======== Dataset content ========

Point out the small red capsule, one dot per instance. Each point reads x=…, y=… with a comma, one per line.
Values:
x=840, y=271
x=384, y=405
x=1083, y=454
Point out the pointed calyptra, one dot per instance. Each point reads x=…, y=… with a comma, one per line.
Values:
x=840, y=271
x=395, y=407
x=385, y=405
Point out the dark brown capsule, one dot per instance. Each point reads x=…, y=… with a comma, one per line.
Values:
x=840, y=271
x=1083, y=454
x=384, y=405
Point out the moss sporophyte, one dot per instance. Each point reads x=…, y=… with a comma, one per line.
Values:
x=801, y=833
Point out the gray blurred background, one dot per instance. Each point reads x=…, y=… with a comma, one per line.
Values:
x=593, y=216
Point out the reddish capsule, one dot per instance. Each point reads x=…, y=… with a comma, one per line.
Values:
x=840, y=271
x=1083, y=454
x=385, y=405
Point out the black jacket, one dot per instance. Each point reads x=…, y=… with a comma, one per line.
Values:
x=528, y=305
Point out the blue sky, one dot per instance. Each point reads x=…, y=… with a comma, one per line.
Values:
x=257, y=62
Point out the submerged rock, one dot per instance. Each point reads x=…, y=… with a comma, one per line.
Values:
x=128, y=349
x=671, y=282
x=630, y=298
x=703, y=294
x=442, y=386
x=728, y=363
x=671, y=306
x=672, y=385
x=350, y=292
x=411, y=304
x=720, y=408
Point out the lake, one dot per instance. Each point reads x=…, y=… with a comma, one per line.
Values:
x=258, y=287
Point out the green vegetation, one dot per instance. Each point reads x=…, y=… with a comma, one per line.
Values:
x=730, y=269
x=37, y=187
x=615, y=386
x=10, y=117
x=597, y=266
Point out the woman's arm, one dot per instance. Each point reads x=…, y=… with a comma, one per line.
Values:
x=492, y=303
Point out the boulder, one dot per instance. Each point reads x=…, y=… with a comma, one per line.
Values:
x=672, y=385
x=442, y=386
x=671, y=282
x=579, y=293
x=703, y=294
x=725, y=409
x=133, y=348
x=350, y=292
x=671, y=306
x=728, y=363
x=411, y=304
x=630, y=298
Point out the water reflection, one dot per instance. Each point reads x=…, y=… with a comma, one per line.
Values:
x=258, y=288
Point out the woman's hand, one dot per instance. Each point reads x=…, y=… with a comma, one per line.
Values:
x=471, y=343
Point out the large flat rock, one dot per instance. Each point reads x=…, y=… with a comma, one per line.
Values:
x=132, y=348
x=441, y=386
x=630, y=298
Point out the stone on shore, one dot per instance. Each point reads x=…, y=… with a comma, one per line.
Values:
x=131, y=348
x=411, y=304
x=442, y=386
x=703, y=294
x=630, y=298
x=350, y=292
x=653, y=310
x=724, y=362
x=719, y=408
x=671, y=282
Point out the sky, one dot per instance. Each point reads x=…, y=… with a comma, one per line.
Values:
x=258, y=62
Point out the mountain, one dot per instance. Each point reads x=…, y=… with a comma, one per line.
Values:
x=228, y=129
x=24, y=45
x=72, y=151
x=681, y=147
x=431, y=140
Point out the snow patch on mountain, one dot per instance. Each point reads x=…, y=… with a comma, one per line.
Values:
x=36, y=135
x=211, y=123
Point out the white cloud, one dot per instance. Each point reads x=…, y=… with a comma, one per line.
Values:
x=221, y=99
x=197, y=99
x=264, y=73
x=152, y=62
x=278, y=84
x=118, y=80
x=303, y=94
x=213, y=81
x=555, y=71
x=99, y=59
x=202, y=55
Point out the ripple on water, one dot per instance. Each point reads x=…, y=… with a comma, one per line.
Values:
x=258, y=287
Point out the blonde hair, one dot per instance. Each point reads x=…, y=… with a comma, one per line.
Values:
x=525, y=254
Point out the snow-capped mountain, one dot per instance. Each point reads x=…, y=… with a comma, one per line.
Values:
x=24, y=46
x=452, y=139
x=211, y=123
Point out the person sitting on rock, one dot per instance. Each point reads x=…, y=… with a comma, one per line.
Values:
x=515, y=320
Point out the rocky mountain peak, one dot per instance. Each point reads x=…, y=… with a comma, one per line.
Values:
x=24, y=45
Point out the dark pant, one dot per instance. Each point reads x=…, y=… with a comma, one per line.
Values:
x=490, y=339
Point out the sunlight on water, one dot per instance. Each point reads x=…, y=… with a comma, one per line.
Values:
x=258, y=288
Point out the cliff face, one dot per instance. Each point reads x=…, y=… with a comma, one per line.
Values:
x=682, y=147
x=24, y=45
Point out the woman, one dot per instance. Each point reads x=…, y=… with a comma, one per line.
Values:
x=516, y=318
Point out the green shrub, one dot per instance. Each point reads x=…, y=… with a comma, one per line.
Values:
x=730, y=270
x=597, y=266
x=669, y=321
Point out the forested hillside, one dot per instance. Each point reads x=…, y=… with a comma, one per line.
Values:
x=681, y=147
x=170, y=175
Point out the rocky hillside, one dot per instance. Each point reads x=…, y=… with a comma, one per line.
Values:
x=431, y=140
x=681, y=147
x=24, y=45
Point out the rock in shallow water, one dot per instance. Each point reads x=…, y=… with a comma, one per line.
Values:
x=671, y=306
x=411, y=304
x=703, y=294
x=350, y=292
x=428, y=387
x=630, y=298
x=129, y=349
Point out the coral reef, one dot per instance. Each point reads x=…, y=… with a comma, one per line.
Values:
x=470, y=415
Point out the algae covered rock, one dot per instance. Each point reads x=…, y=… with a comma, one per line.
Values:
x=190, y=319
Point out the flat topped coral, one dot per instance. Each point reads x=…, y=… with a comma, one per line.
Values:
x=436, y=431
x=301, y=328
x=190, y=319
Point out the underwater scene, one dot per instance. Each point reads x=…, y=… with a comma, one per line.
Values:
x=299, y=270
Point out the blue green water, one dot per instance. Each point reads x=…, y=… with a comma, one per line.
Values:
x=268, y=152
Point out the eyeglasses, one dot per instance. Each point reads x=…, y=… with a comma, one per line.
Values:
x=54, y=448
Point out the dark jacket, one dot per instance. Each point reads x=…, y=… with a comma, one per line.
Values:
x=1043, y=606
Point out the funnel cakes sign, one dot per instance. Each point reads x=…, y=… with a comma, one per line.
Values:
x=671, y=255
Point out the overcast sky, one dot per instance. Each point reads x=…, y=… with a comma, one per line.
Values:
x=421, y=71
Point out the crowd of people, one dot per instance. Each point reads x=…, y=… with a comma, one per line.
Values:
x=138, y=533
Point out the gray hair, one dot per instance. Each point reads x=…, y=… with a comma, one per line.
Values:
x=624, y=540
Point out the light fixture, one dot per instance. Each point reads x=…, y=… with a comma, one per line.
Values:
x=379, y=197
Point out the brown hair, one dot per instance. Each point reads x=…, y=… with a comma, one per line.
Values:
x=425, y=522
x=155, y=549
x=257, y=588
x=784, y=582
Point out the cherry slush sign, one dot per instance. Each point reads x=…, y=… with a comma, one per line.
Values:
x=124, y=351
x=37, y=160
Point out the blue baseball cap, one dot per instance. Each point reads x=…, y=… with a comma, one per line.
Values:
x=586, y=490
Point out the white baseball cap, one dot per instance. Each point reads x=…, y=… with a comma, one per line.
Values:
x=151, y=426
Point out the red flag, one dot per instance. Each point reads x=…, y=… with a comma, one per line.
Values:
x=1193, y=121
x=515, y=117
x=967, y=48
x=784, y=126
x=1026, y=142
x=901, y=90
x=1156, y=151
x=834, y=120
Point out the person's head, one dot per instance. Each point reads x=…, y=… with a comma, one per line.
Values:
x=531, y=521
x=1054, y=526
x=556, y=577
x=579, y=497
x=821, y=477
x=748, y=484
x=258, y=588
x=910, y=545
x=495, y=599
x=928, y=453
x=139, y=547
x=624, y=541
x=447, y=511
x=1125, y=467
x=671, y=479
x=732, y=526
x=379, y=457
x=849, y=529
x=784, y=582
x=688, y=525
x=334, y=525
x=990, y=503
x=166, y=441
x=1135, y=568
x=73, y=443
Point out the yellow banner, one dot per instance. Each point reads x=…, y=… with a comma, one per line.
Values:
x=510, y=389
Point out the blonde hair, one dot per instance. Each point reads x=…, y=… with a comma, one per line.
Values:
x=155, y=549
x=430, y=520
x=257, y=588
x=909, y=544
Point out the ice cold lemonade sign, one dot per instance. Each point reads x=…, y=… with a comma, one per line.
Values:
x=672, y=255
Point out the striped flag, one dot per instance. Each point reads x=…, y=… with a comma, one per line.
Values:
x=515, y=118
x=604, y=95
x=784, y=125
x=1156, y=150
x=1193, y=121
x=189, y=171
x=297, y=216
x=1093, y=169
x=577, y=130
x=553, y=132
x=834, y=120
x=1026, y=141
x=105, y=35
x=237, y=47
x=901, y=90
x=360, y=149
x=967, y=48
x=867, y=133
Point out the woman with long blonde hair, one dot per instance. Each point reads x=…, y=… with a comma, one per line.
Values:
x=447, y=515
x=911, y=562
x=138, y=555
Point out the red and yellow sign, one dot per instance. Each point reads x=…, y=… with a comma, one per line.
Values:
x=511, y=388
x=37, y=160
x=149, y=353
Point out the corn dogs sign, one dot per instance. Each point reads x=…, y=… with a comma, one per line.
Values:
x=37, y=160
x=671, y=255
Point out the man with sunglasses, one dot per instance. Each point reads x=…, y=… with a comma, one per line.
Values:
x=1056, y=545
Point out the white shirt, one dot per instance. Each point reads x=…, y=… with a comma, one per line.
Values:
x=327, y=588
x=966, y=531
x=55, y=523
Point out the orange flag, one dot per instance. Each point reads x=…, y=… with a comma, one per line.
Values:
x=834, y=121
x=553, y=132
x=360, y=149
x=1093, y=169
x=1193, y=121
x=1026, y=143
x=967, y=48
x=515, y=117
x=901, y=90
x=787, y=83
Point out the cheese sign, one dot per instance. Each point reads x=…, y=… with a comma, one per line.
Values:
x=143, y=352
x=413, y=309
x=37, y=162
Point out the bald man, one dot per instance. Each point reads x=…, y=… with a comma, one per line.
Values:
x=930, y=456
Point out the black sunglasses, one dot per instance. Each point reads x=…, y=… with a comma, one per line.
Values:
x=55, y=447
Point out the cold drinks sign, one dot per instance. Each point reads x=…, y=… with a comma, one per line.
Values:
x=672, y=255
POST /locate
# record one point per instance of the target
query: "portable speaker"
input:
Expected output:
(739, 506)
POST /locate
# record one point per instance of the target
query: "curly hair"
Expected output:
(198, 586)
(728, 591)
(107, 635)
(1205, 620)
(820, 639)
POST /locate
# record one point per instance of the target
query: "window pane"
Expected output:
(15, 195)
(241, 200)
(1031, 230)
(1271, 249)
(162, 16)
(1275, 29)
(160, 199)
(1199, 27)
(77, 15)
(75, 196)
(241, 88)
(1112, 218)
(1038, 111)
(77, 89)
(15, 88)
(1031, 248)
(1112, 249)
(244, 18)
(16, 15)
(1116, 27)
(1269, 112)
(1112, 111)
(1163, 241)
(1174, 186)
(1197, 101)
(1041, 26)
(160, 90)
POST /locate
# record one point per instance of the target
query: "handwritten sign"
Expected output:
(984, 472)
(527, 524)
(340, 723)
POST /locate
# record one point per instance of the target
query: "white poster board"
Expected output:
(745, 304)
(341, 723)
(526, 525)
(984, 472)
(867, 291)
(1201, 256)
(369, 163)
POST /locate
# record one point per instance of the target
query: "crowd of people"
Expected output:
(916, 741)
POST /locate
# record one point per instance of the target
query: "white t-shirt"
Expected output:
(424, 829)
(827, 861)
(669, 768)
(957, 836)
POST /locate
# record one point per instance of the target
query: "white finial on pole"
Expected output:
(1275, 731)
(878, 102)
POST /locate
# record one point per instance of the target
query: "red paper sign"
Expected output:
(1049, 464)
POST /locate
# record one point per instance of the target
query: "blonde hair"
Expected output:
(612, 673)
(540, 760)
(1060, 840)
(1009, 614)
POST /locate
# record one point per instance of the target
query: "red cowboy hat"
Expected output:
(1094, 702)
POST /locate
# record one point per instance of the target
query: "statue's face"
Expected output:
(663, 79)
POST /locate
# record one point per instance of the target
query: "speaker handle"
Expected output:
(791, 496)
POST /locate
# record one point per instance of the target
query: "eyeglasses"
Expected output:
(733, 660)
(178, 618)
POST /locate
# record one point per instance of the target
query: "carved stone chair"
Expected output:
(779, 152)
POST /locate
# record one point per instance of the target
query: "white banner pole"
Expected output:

========

**What is required**
Copy the entries verbatim from their beginning through the line containing "x=801, y=833", including both the first line and that line.

**Solution to this task**
Point out the small red capsule, one dot per instance. Each point reads x=…, y=… with a comma, one per line.
Values:
x=840, y=271
x=384, y=405
x=1083, y=454
Point out the pointed calyptra, one dot per instance. Each point reads x=…, y=… with a comma, one per line.
Values:
x=840, y=271
x=395, y=407
x=385, y=405
Point out the dark brown capsule, one dot per instance. Each point reads x=…, y=… with a comma, one per line.
Values:
x=840, y=271
x=1083, y=454
x=384, y=405
Point out the moss sporophyte, one dot per instance. Each point reads x=…, y=… with a comma, one per line.
Values:
x=801, y=833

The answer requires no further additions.